### Exercise directions
Write out all the lines below again, requests included, and add -34 to every x and y coordinate in the outline answers.

◇ ◇ ◇ ◇

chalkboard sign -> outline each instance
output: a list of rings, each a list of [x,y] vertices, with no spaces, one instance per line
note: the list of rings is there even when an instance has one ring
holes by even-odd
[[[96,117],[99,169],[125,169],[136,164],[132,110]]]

◇ ◇ ◇ ◇

### Solution to this problem
chalkboard sign -> outline each instance
output: a list of rings, each a list of [x,y] vertices, with no spaces, one instance per line
note: the list of rings is there even when an instance has one ring
holes by even-odd
[[[62,83],[65,135],[91,135],[102,130],[98,76]]]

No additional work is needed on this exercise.